### Directives
- A) Please reproduce everything in the J-Pop lyrics analysis from "achtervoegsel_url = str(jaar)" down to "soup = BeautifulSoup(response.text, 'html.parser')".
- B) Take the J-Pop lyrics analysis further, picking up after its final sentence.

### Document excerpt
* * * * * * *

Here, we slightly modified the search prompt for the Yahoo! search, which resulted in more hits and improved overall accuracy.

Oricon

For the third dataset, we used a hitlist provided by Oricon, which contains the top 30 songs by CD sales for each year from 1968 to 2010. Fortunately, we did not need to make any significant adjustments for this dataset, except for a few minor tweaks.

while jaar < 2011:  
    data = []  

    stam_url = "https://amigo.lovepop.jp/yearly/ranking.cgi?year="  
    achtervoegsel_url = str(jaar)  
    jaar_url = stam_url + achtervoegsel_url  
    top_songs_current = []  

    response = requests.get(jaar_url)  
    response.encoding = 'shift_jis'  

    soup = BeautifulSoup(response.text, 'html.parser')  

    table = soup.find('table', class_="ta2")

The website was encoded in Shift_Jis which we had to account for in order to obtain the correct data.

Results

Tableau link that shows all individual graphs

Conclusion

The analysis of the change over time in the proportion of Japanese text in J-Pop, based on data from Oricon, Billboard Top 100 Japan, and Uta-net, reveals several key trends:

Oricon (1968-2023)

  • Strong Early Preference (1968-1977): Japanese lyrics were dominant, with percentages consistently above 90%, indicating an era where Japanese music was primarily in the native language.
  • 1980s Decline: There is a significant drop in the proportion of Japanese lyrics during the 1980s, reaching a low of 73.87% in 1986. This decline may reflect the growing influence of Western music styles during this period.
  • 1990s Recovery: The 1990s show a resurgence in the use of Japanese lyrics, with percentages generally above 80% and peaking at 93.00% in 1993. This might suggest a cultural reaffirmation of Japanese language in music.
  • 21st Century Variability: From 2000 onwards, there is notable variability but with consistently high percentages of Japanese lyrics. Post-2008 data aligns closely with other sources, indicating a strong presence of Japanese lyrics.

Billboard Top 100 Japan (2002-2023)

  • High Japanese Lyric Content: Starting from 2002, the Billboard data consistently shows high percentages of Japanese lyrics, typically ranging from the high 80s to mid-90s. This reflects a continued preference for Japanese language in popular music despite increasing globalization.

* * * * * * *

[Rows from a dataset]
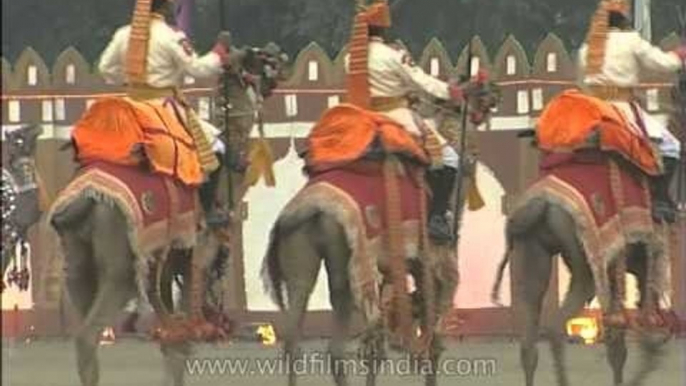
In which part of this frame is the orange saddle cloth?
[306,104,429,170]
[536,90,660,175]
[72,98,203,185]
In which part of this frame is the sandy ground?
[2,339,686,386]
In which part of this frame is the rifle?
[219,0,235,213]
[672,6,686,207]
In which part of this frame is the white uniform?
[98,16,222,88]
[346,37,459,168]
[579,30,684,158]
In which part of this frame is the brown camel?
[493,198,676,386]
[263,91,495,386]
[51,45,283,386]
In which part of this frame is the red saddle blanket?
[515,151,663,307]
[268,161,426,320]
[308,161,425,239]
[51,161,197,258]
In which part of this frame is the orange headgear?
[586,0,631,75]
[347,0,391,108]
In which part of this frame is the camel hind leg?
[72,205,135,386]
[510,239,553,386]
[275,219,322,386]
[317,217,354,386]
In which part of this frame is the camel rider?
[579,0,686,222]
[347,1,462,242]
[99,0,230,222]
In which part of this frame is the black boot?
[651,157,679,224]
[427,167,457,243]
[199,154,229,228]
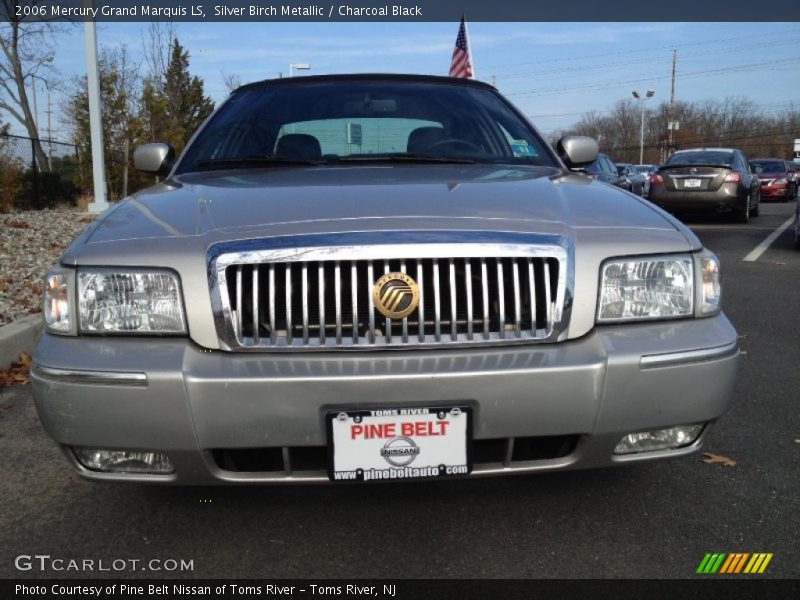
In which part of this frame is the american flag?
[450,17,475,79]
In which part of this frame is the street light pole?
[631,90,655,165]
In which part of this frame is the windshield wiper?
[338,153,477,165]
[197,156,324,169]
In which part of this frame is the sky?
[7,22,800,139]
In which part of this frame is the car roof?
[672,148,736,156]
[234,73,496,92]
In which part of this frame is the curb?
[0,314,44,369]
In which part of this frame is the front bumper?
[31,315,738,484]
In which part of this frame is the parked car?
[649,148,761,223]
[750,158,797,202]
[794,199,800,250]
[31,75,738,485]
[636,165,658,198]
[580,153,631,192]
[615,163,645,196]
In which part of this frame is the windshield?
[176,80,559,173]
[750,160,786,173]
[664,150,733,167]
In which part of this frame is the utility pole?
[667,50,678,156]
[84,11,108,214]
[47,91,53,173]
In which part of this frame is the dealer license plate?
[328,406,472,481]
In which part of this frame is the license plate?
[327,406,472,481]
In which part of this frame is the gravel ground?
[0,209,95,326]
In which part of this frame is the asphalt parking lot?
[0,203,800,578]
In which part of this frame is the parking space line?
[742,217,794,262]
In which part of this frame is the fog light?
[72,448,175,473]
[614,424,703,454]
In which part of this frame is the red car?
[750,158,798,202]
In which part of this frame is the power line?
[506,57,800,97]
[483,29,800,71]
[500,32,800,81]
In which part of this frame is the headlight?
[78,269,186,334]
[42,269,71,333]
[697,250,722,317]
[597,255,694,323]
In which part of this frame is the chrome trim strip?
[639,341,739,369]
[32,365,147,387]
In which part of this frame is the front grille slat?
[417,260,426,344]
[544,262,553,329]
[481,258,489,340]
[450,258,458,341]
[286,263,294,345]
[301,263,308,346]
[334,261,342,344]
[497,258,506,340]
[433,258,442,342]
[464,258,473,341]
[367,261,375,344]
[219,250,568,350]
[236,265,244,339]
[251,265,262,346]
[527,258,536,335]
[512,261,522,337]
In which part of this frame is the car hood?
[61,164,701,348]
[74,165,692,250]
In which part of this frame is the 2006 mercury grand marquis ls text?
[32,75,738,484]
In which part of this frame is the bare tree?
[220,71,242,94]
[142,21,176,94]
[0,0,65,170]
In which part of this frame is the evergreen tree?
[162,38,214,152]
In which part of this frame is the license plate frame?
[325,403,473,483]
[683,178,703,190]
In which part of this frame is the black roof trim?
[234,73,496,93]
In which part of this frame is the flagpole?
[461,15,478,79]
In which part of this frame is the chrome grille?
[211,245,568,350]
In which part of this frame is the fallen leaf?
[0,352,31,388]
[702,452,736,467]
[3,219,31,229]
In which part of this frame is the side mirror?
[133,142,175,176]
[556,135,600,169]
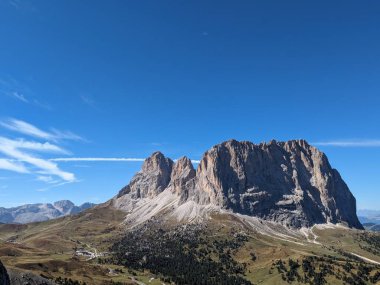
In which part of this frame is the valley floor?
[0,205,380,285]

* * * * * * *

### Final results
- A)
achtervoegsel_url = str(jaar)  
    jaar_url = stam_url + achtervoegsel_url  
    top_songs_current = []  

    response = requests.get(jaar_url)  
    response.encoding = 'shift_jis'  

    soup = BeautifulSoup(response.text, 'html.parser')

- B)
  • Recent Strengthening: In recent years (2019-2023), there is a marked increase in the proportion of Japanese lyrics, with some of the highest percentages recorded, such as 98.81% in 2019 and 97.49% in 2020, indicating a strong reaffirmation of Japanese lyrics in contemporary popular music.

Uta-net (2008-2023)

  • High Japanese Lyric Percentage: The Uta-net data, starting from 2008, shows a high proportion of Japanese lyrics, often aligning with trends observed in the Billboard data. For example, in 2009, the percentage is 92.00%, closely matching Billboard’s 93.73%.
  • Search Trends: The data reflects the lyrics that users are actively searching for, indicating a strong interest in Japanese lyrics. Despite some variability, the overall trend maintains high percentages of Japanese lyrics.
  • Consistency Across Sources: Despite some fluctuations, all three data sources show a high proportion of Japanese lyrics in J-Pop over time, with the 21st century witnessing a reaffirmation of Japanese language in music.
  • Cultural Reaffirmation: The data indicates periods of cultural reaffirmation where the use of Japanese lyrics in popular music increases, particularly noticeable in the 1990s and the recent years.
  • Impact of Globalization: While the 1980s show a decline possibly due to Western influences, the overall trend suggests that Japanese lyrics have remained a strong and integral part of J-Pop, adapting and reaffirming cultural identity through different eras.